** Start **

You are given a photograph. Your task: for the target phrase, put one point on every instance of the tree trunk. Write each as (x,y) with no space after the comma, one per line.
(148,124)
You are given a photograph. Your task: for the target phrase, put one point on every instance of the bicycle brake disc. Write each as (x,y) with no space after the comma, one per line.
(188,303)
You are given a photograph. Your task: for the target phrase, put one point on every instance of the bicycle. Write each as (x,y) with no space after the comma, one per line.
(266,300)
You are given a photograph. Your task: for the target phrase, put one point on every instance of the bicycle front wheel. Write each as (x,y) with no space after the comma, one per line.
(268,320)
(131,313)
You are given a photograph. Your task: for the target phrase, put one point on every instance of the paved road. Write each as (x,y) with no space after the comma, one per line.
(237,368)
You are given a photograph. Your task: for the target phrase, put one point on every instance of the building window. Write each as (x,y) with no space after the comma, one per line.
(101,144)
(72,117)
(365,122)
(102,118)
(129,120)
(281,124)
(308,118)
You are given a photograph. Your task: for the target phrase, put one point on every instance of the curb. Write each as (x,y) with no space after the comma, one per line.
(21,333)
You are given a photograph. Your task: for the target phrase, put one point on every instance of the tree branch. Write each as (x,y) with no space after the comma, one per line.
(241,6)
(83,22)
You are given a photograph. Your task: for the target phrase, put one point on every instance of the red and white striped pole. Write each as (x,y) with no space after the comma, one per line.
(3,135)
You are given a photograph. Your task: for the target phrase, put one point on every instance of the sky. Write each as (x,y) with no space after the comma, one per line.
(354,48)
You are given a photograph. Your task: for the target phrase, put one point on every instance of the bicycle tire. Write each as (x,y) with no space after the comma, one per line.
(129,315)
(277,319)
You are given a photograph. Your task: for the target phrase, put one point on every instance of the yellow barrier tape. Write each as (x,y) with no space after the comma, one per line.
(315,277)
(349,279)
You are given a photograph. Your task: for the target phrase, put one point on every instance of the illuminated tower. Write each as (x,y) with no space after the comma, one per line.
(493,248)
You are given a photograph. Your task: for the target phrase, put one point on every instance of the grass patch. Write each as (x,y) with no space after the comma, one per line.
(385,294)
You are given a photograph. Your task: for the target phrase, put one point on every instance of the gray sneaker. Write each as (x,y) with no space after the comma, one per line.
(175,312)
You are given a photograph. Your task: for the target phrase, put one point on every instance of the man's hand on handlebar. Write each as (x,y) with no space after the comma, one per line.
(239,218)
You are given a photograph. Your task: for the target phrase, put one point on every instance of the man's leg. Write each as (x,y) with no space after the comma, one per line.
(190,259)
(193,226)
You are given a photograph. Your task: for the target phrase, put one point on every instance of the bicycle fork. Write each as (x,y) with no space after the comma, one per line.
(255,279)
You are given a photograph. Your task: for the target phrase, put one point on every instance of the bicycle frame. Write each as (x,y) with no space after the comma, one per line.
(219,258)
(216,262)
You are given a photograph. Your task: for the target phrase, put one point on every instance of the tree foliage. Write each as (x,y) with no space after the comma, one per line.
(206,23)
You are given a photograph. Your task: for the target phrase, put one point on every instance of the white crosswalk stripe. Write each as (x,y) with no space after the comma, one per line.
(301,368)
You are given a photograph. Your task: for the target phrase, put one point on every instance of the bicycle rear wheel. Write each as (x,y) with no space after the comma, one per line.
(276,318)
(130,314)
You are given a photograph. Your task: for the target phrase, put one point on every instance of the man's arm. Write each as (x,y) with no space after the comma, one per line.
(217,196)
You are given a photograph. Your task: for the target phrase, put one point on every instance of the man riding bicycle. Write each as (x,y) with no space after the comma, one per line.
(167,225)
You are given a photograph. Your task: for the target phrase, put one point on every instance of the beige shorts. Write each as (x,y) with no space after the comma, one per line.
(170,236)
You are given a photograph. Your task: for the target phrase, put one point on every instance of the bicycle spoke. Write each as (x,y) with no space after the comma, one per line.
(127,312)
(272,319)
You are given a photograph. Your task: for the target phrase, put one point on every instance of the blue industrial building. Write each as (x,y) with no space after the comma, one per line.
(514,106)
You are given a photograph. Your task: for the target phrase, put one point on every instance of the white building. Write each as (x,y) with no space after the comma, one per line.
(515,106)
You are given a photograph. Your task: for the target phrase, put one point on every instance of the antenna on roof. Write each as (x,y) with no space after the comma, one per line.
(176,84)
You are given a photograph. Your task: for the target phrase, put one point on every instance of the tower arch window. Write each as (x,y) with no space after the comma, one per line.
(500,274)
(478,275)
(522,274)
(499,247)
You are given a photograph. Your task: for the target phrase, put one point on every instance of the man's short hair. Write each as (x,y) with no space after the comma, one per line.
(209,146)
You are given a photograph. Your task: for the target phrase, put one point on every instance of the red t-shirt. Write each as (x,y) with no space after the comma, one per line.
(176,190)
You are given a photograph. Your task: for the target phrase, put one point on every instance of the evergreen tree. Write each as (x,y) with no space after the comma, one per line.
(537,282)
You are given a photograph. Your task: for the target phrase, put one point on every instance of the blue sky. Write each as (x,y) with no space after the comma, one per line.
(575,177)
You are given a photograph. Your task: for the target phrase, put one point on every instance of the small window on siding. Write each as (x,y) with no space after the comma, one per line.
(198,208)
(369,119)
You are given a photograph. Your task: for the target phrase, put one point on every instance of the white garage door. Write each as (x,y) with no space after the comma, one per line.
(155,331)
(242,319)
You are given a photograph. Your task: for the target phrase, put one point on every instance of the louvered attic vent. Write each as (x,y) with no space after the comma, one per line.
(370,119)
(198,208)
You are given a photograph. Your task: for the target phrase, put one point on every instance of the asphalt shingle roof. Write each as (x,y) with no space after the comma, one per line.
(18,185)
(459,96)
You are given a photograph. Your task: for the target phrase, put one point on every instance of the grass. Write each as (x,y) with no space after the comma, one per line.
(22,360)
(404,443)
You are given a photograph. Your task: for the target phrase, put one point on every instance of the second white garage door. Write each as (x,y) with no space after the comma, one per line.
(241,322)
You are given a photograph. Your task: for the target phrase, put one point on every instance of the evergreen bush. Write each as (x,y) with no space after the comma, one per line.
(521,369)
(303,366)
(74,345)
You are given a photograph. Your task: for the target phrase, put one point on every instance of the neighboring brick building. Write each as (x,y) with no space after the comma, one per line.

** End **

*Stated goal:* Rescale the data from the line containing "the evergreen tree." through the end of the data, inclusive, by multiplying each point coordinate by 0.8 and rounding to a whole number, with halves rounded up. Give back every line in that range, with the other lines unchanged, and nothing beyond it.

*Solution to this problem:*
You are given a photograph. Your task: for the target phrase, put one point on every instance of the evergreen tree. Write each as (x,y) with no space after the comma, one per line.
(430,226)
You are given a photograph. Your task: for the target phrase, put one point on every instance of the blue sky. Write each as (x,y) with no space after the comma, one per line.
(460,142)
You are given a photograph. Your task: for the target phrase, put one point on every instance of the small window on siding. Write each as (x,y) with no space after the comma, one per line.
(158,166)
(295,95)
You are given a photograph. Your task: for the target phrase, put one point on every instance of the white garage door. Write each as (x,y) with no space after the comma, one per line.
(124,265)
(194,255)
You are given a photograph. Your task: for the target phrase, put one point on every instance of the louvered attic vent. Write each as (x,y) with no space after the comma, one per line.
(296,95)
(158,166)
You are given a photograph. Your task: for the target phrase, put one point on every instance of the asphalt shingle roof. Write each as (x,y) with no space after the comma, one per line.
(14,148)
(367,77)
You are given a photograph. Your task: for the target phrase, put one point on every instance of the grass. Write each as (x,y) with no space after the comma, one per line.
(18,288)
(323,354)
You are given a photograph. Your task: for the target phrase, put one point on every instance of the second white garage door. Write each as (x,y) with no space after the comma, one per line.
(193,258)
You are given a photograph. Your task: for the target phrase, put one point on every instance of the evergreen bush. Write each as (x,y) with no space after the comma, one per line.
(417,295)
(242,293)
(59,276)
You are given a photograph. Your task: for the target phrase, put one point on every instance of the neighboring brick building. Write each as (x,y) with no space after the comma, one per line.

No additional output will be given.